- [What you are asked to do]:
Please copy the lines again, beginning with the one that contains "Could you spot the boat in" and ending with the final line, both included. Keep the requests, multiply each x and y coordinate in the answers by 2.1 and round to a whole number (halves up), leave the pictures out, and return only those lines.

- [Recorded information]:
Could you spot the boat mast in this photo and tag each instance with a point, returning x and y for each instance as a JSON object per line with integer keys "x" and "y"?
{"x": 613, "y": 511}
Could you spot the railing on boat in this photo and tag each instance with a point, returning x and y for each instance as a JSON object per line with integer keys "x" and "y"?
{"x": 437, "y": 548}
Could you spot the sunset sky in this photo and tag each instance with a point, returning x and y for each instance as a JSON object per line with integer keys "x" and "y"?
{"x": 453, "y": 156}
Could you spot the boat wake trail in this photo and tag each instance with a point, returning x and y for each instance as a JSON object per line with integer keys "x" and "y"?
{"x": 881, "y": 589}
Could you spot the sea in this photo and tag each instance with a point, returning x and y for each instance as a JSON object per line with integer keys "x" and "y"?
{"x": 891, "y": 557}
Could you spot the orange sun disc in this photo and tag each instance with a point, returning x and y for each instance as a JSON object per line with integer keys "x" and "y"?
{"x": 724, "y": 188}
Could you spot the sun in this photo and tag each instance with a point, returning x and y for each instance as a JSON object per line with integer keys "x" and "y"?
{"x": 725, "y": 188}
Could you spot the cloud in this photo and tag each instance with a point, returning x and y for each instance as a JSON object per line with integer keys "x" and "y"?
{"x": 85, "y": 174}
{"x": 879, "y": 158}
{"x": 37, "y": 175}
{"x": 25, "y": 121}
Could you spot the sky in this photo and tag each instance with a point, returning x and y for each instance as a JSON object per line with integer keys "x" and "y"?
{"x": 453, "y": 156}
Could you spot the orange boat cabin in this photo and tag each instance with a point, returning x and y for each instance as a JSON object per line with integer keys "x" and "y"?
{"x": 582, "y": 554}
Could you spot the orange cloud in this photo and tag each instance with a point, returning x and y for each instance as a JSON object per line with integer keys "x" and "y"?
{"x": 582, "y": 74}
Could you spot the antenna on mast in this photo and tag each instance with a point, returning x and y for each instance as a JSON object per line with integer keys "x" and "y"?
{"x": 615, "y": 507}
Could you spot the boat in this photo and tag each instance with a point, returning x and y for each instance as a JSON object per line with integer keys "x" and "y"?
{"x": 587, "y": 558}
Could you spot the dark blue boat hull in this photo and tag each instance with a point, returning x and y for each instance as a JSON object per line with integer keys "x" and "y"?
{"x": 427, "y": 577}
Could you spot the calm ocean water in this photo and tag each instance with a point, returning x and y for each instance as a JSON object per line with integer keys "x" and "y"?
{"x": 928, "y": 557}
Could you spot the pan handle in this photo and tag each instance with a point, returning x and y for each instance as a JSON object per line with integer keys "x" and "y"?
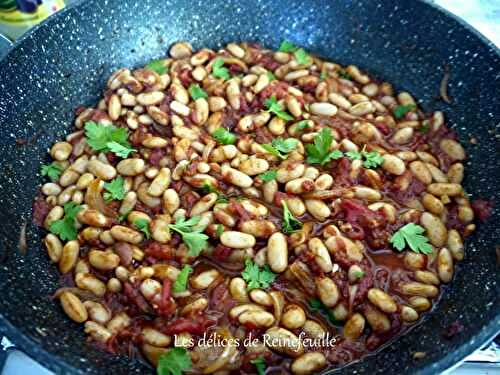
{"x": 5, "y": 46}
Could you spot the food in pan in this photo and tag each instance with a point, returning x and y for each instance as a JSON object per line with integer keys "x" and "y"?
{"x": 248, "y": 209}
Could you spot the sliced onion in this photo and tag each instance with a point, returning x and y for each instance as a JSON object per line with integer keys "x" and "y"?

- [Output of the task]:
Could you spot the boat in this photo and tag each instance with a point, returning x and y for each instance as a JSON object per line with integer keys "x" and "y"?
{"x": 1233, "y": 1172}
Could you spot the dark blue boat hull in this photo and tag each instance with a point, returning x and y for each instance as a JSON object per line with integer keys "x" and "y"?
{"x": 897, "y": 1212}
Could you spot the calm ocean water in this photo and tag each instance with a point, returning x and y for each instance as a JSON object per line with integer keys "x" and "y"?
{"x": 1949, "y": 1170}
Could you spot the pan handle in this photo and tag each instance with a point, returning x and y for each instance as a JSON object per line with integer keys "x" and "y"?
{"x": 11, "y": 97}
Could you spot the food in pan in this photo and tag each instance with a point, returning x and y for each instance as a JSON object per line with integer keys "x" and "y"?
{"x": 521, "y": 439}
Could you spot the sliced onion in this photo and tag each instance with a point, returning x and y for each instance as a JSON object per line with integer keys "x" and "y"?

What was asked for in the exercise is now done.